Alors qu'ils tombent de fatigue, ces jeunes médecins risquent de faire des erreurs. Ils craquent d'autant plus facilement qu'ils sont confrontés tous les jours à la souffrance et à la mort. De plus, dans ce huis clos très hiérarchisé qu'est l'hôpital, nombre d'entre eux subissent des violences psychologiques : seuls 42,3 % disent y avoir échappé, et 10,8 % en vivent « souvent » ou « très souvent ». Mais la plupart n'osent pas en parler, regrette Leslie Grichy, qui connaît bien la question, puisqu'elle a participé à la création de la cellule d'écoute des internes des hôpitaux de Paris, en février 2015. « C'est tabou. Les internes qui m'appelaient étaient convaincus d'être les seuls à ne pas aller bien et donc d'être de mauvais médecins », ajoute-t-elle.

Face à ces agressions, 24,6 % de l'ensemble des sondés disent être « rarement », voire « pas du tout » soutenus par leurs supérieurs hiérarchiques. L'encadrement est parfois inexistant. De plus, les praticiens installés ne prennent en considération leurs jeunes collègues que vers la fin de leurs études, lorsqu'ils sont là en permanence.

.....

## Consigne
Recopiez intégralement l'extrait sur les jeunes médecins, sans en modifier un seul mot.

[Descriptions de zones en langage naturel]
.....

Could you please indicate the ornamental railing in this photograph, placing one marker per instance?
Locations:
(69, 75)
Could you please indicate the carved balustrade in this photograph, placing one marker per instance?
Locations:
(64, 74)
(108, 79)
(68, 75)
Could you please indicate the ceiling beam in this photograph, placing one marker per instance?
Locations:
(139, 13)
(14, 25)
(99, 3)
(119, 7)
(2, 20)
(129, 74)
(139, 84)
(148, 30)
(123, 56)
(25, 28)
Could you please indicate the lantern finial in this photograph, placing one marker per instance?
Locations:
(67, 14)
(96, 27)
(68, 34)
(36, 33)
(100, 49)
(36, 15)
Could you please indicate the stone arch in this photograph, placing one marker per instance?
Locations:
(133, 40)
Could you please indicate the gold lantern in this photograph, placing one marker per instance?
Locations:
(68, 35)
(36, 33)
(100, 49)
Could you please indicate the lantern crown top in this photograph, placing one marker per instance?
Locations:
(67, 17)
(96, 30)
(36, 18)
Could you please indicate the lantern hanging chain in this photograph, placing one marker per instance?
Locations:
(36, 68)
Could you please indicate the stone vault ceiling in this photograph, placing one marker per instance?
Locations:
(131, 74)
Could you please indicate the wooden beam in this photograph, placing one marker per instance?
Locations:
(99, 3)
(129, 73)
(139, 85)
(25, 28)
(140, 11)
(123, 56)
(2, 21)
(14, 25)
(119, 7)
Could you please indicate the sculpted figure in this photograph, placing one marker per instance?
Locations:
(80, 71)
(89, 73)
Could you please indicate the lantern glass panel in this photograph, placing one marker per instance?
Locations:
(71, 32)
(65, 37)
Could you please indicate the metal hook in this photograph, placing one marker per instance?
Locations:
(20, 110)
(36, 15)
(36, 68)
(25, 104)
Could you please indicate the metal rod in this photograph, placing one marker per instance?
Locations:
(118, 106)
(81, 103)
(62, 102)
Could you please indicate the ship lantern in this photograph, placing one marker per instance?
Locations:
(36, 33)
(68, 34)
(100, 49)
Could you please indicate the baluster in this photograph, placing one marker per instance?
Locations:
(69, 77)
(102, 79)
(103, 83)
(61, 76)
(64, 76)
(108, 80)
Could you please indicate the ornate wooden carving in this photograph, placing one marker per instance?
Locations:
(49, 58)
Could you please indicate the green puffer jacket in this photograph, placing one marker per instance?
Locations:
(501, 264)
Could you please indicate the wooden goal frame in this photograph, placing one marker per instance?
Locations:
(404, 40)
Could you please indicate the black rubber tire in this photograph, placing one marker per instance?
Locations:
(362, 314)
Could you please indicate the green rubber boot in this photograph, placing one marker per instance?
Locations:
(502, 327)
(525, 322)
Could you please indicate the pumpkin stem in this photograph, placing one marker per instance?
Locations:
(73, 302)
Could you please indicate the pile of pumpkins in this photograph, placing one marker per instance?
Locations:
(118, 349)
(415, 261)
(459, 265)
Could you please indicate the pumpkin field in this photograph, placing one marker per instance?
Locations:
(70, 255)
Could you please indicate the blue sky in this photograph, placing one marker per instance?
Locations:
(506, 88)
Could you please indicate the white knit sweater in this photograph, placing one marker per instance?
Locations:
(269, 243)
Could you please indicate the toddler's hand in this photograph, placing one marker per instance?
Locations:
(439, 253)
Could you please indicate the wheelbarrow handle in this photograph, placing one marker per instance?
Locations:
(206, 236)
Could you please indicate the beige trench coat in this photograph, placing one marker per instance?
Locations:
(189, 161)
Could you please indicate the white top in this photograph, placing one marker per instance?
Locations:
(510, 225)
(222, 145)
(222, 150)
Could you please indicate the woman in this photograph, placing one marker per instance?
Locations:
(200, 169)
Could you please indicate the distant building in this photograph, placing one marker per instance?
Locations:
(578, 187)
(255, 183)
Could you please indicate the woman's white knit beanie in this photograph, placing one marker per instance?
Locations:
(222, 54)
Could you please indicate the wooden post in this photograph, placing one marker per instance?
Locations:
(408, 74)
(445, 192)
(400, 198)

.....

## Corrigé
Alors qu'ils tombent de fatigue, ces jeunes médecins risquent de faire des erreurs. Ils craquent d'autant plus facilement qu'ils sont confrontés tous les jours à la souffrance et à la mort. De plus, dans ce huis clos très hiérarchisé qu'est l'hôpital, nombre d'entre eux subissent des violences psychologiques : seuls 42,3 % disent y avoir échappé, et 10,8 % en vivent « souvent » ou « très souvent ». Mais la plupart n'osent pas en parler, regrette Leslie Grichy, qui connaît bien la question, puisqu'elle a participé à la création de la cellule d'écoute des internes des hôpitaux de Paris, en février 2015. « C'est tabou. Les internes qui m'appelaient étaient convaincus d'être les seuls à ne pas aller bien et donc d'être de mauvais médecins », ajoute-t-elle.

Face à ces agressions, 24,6 % de l'ensemble des sondés disent être « rarement », voire « pas du tout » soutenus par leurs supérieurs hiérarchiques. L'encadrement est parfois inexistant. De plus, les praticiens installés ne prennent en considération leurs jeunes collègues que vers la fin de leurs études, lorsqu'ils sont là en permanence.